### Written request
Collect every line in the records below that contains the word "light". Matching is case-sensitive.

============================================================

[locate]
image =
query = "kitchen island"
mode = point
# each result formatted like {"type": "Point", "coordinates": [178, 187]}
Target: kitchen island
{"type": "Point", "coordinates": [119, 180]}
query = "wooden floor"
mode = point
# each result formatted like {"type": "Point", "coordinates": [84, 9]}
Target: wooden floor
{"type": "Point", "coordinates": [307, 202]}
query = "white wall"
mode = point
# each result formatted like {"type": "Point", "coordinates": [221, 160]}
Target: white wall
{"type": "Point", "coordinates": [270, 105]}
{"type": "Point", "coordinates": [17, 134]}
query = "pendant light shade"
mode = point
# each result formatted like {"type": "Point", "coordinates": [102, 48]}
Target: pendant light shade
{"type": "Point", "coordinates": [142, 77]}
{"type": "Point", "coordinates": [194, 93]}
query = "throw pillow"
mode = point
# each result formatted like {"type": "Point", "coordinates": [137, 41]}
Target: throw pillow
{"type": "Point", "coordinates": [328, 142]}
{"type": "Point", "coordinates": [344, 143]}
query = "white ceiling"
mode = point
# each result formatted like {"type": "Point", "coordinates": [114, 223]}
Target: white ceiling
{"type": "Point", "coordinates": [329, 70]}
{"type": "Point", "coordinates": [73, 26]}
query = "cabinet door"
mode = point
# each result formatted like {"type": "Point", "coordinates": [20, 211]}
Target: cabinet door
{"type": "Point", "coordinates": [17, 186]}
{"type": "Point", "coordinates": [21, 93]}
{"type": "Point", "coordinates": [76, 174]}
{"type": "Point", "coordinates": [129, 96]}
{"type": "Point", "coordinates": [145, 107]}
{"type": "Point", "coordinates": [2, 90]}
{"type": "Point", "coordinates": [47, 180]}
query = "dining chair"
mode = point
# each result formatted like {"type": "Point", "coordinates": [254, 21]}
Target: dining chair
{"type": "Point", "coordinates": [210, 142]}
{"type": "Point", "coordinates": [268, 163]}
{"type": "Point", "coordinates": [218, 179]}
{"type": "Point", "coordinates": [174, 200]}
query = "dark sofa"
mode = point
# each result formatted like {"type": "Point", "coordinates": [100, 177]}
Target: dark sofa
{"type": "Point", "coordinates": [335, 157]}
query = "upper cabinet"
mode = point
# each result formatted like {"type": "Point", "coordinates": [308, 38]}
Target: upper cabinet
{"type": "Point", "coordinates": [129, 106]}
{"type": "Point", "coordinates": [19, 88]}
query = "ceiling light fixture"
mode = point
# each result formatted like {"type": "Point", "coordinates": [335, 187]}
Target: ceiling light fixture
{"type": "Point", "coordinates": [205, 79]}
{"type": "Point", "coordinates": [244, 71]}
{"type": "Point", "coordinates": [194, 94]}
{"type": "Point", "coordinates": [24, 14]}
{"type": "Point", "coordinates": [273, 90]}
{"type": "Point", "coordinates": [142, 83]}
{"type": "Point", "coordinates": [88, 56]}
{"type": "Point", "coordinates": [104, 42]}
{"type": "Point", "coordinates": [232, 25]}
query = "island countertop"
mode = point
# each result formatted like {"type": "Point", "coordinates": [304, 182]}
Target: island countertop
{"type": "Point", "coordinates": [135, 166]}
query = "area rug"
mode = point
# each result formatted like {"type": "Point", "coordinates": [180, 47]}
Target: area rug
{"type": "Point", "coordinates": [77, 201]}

============================================================

### Response to this task
query = "pendant light shade"
Target: pendant light shade
query = "ceiling light fixture"
Target: ceiling light fixture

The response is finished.